--- START ---

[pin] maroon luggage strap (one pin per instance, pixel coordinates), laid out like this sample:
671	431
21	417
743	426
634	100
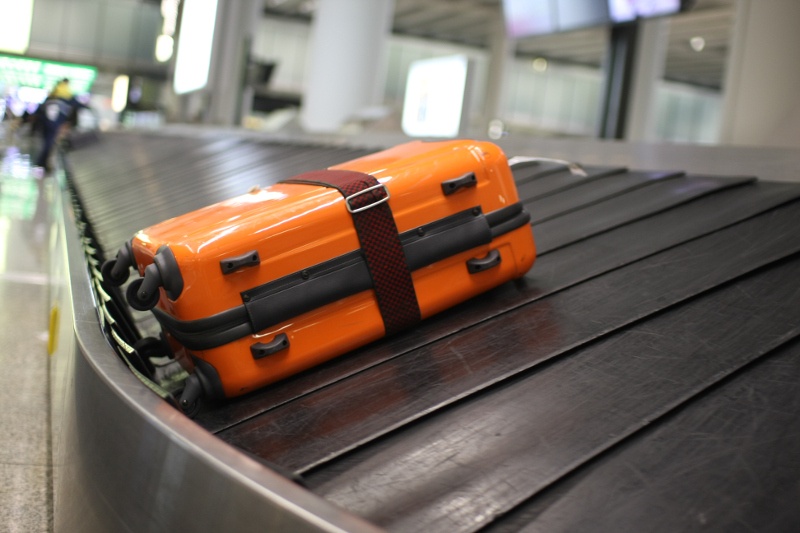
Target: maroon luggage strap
367	200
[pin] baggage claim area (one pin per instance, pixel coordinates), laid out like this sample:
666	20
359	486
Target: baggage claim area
642	374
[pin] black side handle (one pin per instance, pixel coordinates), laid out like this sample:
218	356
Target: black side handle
481	264
116	271
232	264
263	349
455	184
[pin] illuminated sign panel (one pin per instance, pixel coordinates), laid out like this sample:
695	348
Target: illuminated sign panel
40	74
435	97
194	45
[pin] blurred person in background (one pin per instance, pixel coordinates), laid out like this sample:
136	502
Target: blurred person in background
54	118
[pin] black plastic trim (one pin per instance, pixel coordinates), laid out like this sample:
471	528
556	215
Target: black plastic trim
467	180
263	349
229	265
482	264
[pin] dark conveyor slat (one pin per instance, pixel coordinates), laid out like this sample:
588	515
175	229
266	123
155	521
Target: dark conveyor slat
711	465
603	189
626	208
503	447
550	179
553	272
340	418
139	183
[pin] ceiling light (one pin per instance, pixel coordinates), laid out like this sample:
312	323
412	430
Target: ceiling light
697	43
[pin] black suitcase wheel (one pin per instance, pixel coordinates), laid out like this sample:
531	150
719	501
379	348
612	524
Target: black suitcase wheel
141	302
114	276
192	396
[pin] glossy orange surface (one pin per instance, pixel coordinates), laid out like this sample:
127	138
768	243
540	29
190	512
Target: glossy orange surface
295	226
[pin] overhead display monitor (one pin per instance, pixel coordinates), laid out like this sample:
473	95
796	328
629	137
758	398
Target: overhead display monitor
525	18
627	10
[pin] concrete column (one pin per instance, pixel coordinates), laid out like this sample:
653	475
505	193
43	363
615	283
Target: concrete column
648	70
761	95
233	36
346	63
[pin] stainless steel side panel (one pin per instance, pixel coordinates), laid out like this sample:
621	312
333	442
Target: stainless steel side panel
124	460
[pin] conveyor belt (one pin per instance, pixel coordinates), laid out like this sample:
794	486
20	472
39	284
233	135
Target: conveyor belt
627	378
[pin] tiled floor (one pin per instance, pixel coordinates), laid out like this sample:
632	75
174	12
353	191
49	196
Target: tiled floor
25	458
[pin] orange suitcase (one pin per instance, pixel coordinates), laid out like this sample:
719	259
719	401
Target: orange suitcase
257	288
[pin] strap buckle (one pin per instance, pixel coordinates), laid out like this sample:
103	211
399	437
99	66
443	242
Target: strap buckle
353	210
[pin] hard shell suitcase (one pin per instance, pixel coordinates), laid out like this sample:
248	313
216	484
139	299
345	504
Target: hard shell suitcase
254	289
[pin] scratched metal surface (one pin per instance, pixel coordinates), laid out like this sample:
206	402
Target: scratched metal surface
642	375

--- END ---

YOUR INSTRUCTIONS: Please restate the whole listing exactly, without any of its pictures.

WORKED SOLUTION:
[pin] maroon luggage strap (one pin per instance, pixel coordinates), laid out like this sample:
671	431
21	417
743	426
634	100
Target: maroon luggage strap
367	200
[pin] baggage claim area (one pin per instance, pixel coordinates), laid out like this sample:
666	20
359	486
Target: baggage claim area
642	374
[pin] black side handle (one pin per instance, pixel coordinates), laid out like this sample:
218	356
Target: black side handle
481	264
116	271
232	264
263	349
455	184
[pin] illuminated sign panel (one pin per instance, pixel coordinates), laid out like this sample:
695	348
Target: illuminated sign panel
40	74
435	97
194	45
[pin] blurred person in background (one pin per instance, pixel coordinates), laid out like this sample:
136	502
Target: blurred person in background
54	118
[pin] black plastic trim (one pin per instance, pixel coordinates), laid out like this sample:
471	528
556	215
Target: black plastic trim
467	180
263	349
229	265
482	264
[pin] dark conveyor slat (one pin per instance, pixel coordinates), laid out like this sample:
588	515
175	229
266	123
155	521
Target: dark conveyor slat
711	465
603	189
626	208
503	447
550	179
553	272
340	418
139	183
[pin] ceiling light (one pin per instance, pixel coordinates), laid out like this sample:
312	323
412	430
Target: ceiling light
697	43
[pin] black suitcase wheel (one pin per instance, pixel coordinates), laid out like this sample:
531	150
719	501
379	348
612	524
Target: black suitcase wheel
141	302
114	276
192	396
[pin] glossy orange surface (one pin per instance, pixel coordinates), laid out like this sample:
127	138
768	243
540	29
190	512
Target: glossy orange surface
295	226
[pin] overhead display monitor (one pin per instance, pixel coordinates), laid out like this sample:
473	95
796	328
629	137
758	398
Target: overhead display monitor
525	18
627	10
[pin] concrete column (one pin per instance, pixel coordinates), laid out like this sample:
653	475
505	193
43	363
615	283
Target: concrete column
648	70
761	95
233	36
346	63
[pin] stainless steel side panel (one pin per instance, pixel coordinates), laid out like this sample:
621	312
333	442
Target: stainless steel side panel
124	460
[pin] conveyor belt (one pin per instance, pixel coordinates), laid out like this sample:
794	486
20	472
39	284
233	135
Target: conveyor belt
627	378
[pin] tiled floor (one pin per instance, pixel coordinates), laid out like this sample:
632	75
174	12
353	191
49	196
Target: tiled floor
25	458
[pin] orange suitcase (one pin per instance, pixel coordinates), laid out like this sample:
719	259
719	401
Target: orange suitcase
257	288
[pin] strap buckle (one pin per instance, pixel coordinates), laid out like this sample:
103	211
399	437
99	66
443	242
Target: strap buckle
353	210
[pin] hard shell suitcase (one pin per instance, pixel coordinates), laid out like this sample:
248	313
216	484
139	299
345	504
Target: hard shell suitcase
254	289
[pin] scratched metal surface (one pin per instance, pixel coordinates), laid out like this sample:
206	402
Target: scratched metal surface
642	375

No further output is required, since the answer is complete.